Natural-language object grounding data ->
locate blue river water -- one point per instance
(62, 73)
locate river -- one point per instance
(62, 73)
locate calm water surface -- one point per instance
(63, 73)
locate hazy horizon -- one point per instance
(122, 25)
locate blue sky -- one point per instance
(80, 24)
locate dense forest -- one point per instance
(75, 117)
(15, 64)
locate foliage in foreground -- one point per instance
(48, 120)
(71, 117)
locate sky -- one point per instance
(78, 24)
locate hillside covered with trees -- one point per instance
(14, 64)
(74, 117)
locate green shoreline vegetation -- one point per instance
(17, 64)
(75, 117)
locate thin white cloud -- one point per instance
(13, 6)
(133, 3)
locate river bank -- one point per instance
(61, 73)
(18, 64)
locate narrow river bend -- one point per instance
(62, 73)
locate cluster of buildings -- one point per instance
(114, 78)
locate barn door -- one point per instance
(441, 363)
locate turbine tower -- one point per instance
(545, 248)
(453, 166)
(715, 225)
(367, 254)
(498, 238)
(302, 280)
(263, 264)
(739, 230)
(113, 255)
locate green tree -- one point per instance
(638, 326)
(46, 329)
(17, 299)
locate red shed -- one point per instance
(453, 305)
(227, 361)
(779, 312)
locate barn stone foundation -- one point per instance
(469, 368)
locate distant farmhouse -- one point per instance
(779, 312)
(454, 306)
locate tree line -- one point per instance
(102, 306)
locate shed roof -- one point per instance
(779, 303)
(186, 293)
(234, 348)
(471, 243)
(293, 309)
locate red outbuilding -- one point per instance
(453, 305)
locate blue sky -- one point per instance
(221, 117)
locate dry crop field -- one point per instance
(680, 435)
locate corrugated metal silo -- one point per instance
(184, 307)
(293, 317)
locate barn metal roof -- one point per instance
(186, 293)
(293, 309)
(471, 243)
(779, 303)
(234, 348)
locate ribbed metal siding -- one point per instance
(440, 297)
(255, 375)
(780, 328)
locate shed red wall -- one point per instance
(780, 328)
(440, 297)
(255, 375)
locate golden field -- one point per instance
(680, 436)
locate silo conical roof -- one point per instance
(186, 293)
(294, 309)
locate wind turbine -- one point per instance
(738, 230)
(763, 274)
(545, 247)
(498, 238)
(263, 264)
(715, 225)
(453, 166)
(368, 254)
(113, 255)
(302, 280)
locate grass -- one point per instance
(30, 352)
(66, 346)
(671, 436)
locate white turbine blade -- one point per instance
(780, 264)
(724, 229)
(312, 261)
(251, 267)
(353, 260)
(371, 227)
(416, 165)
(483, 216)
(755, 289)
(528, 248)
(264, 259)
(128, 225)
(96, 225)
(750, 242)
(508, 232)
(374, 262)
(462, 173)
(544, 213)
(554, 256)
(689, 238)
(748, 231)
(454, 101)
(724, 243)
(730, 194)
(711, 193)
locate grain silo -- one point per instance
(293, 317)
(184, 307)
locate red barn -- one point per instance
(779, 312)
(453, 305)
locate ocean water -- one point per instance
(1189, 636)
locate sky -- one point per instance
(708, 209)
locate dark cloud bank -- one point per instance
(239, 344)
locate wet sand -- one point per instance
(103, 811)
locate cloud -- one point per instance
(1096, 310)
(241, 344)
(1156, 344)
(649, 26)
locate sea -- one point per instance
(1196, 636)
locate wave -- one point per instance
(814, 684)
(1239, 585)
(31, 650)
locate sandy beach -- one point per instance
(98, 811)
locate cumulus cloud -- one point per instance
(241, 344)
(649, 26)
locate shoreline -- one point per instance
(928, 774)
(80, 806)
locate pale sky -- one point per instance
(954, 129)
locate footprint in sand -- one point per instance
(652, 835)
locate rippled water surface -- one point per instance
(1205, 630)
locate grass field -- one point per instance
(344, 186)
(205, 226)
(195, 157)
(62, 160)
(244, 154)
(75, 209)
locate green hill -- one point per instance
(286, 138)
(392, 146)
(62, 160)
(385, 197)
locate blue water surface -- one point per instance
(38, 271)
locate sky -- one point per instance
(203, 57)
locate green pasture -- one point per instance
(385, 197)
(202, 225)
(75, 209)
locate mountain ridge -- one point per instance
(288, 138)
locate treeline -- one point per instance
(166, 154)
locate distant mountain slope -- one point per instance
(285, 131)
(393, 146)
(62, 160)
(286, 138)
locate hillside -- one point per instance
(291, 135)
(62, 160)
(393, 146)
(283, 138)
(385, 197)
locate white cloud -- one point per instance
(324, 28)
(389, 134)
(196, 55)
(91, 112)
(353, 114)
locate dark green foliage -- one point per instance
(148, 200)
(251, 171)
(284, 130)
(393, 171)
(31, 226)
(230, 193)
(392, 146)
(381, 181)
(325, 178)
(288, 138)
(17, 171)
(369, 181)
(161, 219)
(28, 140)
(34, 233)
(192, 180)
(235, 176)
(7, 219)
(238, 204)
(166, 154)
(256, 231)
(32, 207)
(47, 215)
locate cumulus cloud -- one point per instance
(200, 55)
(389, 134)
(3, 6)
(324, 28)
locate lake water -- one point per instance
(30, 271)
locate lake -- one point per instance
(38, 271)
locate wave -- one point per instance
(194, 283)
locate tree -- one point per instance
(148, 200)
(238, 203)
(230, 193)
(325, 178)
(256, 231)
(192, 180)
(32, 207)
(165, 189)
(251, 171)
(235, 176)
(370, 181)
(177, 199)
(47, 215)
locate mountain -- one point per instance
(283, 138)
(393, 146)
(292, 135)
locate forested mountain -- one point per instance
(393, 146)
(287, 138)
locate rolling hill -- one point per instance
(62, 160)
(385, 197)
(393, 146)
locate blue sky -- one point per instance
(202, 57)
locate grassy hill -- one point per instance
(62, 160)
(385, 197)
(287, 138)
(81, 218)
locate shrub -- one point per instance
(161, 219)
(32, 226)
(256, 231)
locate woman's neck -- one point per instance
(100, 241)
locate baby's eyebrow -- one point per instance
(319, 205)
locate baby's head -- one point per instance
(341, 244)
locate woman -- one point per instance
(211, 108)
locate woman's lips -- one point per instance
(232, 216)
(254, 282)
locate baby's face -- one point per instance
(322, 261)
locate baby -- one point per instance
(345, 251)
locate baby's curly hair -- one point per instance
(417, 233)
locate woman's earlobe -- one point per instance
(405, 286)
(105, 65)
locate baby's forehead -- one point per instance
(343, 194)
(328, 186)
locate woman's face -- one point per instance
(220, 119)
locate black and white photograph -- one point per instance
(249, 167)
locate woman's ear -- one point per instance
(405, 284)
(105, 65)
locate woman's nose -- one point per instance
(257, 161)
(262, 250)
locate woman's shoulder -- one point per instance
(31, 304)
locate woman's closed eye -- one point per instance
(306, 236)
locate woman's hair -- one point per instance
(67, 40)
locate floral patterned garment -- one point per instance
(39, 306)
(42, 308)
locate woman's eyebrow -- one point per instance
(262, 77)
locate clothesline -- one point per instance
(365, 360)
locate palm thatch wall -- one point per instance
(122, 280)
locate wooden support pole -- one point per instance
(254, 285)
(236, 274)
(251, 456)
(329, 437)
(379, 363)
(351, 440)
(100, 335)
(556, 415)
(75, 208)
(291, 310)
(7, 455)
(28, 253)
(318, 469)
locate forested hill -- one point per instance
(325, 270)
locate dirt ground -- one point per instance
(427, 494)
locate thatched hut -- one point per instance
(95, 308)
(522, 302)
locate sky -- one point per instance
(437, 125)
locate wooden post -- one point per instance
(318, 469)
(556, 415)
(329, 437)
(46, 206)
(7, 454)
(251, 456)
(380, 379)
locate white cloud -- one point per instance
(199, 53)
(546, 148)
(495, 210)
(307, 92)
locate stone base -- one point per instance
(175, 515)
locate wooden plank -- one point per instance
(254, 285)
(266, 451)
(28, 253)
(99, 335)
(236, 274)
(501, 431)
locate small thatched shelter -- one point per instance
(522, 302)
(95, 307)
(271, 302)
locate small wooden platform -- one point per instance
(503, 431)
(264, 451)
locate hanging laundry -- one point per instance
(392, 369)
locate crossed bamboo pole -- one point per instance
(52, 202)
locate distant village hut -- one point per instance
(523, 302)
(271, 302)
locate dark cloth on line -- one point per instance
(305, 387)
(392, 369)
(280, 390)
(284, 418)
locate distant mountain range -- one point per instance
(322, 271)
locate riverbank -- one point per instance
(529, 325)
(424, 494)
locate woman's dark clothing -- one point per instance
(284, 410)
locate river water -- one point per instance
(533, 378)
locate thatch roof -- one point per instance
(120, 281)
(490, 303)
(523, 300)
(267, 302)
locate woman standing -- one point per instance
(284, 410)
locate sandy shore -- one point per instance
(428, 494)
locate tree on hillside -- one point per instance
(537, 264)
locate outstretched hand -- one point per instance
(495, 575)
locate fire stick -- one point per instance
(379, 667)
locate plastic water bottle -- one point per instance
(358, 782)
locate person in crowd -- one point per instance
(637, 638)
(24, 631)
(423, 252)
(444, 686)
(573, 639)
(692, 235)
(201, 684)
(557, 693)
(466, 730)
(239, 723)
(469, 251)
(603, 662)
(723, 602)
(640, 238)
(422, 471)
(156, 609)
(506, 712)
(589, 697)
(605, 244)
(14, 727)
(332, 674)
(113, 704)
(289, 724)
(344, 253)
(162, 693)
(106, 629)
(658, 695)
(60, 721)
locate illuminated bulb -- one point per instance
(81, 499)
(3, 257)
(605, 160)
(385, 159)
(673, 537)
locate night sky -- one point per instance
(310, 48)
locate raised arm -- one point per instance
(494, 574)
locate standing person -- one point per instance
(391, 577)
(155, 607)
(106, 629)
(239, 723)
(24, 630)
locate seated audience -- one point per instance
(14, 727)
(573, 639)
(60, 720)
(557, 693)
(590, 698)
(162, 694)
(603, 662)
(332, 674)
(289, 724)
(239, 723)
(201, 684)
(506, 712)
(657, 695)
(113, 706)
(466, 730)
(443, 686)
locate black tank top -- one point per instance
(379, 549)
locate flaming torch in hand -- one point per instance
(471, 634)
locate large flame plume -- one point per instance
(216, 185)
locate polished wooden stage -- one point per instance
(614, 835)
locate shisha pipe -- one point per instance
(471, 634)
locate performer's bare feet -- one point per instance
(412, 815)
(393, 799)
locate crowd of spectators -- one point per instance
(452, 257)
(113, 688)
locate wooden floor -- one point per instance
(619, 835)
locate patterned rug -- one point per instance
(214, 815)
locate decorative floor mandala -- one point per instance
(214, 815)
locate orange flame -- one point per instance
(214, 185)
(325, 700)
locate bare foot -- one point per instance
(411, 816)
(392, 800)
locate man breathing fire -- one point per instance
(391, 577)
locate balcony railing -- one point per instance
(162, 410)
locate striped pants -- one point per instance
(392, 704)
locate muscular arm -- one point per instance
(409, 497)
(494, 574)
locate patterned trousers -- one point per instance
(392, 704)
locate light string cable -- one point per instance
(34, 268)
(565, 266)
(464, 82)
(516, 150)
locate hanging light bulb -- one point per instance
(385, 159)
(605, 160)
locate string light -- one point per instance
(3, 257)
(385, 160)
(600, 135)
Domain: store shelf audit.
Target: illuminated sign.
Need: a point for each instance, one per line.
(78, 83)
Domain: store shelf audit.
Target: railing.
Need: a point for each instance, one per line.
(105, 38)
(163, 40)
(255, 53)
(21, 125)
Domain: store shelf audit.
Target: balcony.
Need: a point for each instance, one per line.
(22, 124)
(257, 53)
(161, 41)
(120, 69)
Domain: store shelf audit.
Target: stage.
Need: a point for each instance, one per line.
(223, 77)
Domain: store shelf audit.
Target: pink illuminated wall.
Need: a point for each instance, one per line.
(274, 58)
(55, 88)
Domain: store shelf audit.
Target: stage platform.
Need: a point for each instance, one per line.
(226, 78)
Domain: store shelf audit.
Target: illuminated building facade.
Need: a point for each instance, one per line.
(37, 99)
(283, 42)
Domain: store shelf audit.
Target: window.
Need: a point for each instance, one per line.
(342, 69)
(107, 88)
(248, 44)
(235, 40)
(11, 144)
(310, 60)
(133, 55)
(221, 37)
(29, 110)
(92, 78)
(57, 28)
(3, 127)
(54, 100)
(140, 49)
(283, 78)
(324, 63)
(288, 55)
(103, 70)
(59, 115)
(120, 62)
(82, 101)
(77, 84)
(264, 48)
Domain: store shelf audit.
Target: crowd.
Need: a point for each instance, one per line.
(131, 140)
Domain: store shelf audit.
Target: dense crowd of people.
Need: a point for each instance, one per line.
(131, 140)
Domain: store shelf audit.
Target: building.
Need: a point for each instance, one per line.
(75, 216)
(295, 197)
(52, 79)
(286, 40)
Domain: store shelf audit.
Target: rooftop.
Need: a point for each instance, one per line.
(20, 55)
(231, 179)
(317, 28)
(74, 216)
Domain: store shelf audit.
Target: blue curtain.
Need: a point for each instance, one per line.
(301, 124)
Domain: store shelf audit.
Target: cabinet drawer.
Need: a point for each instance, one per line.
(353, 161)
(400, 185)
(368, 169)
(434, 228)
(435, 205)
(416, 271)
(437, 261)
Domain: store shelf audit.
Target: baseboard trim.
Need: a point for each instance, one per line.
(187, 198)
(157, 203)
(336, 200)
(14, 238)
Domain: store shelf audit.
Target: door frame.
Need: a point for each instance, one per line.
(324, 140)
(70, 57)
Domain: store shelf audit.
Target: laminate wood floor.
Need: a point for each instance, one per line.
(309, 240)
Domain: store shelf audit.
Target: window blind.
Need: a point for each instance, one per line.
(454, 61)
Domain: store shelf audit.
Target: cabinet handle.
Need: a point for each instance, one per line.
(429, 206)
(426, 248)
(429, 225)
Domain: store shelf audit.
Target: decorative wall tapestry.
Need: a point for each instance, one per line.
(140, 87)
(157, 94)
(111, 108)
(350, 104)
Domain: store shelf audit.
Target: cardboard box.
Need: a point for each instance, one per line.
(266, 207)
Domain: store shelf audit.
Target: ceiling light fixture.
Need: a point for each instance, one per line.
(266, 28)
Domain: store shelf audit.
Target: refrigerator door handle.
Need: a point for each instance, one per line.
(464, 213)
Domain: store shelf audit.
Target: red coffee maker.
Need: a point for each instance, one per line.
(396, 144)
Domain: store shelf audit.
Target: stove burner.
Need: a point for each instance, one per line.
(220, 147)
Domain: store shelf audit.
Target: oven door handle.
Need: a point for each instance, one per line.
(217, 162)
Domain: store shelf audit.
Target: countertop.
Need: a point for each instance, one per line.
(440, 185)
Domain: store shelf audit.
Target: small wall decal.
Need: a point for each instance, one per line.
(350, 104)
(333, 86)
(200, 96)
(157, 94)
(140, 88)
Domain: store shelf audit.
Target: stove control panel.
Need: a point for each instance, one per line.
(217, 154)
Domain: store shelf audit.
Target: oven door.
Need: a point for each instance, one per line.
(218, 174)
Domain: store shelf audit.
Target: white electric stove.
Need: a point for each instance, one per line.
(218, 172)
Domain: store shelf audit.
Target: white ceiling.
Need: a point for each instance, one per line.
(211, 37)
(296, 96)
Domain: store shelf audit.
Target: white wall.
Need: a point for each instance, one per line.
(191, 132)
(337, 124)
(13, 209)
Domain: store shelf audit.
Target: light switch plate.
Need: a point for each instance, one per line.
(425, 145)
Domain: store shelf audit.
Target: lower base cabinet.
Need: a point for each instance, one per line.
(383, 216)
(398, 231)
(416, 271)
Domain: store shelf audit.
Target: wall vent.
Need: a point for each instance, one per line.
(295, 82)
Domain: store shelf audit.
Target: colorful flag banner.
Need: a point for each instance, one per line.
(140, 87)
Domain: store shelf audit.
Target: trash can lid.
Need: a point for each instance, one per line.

TASK DIRECTIONS -> Filter the records for the string "cabinet" and copy every line that holds it.

TASK RESPONSE ->
Target: cabinet drawer.
Target: cabinet handle.
Target: lower base cabinet.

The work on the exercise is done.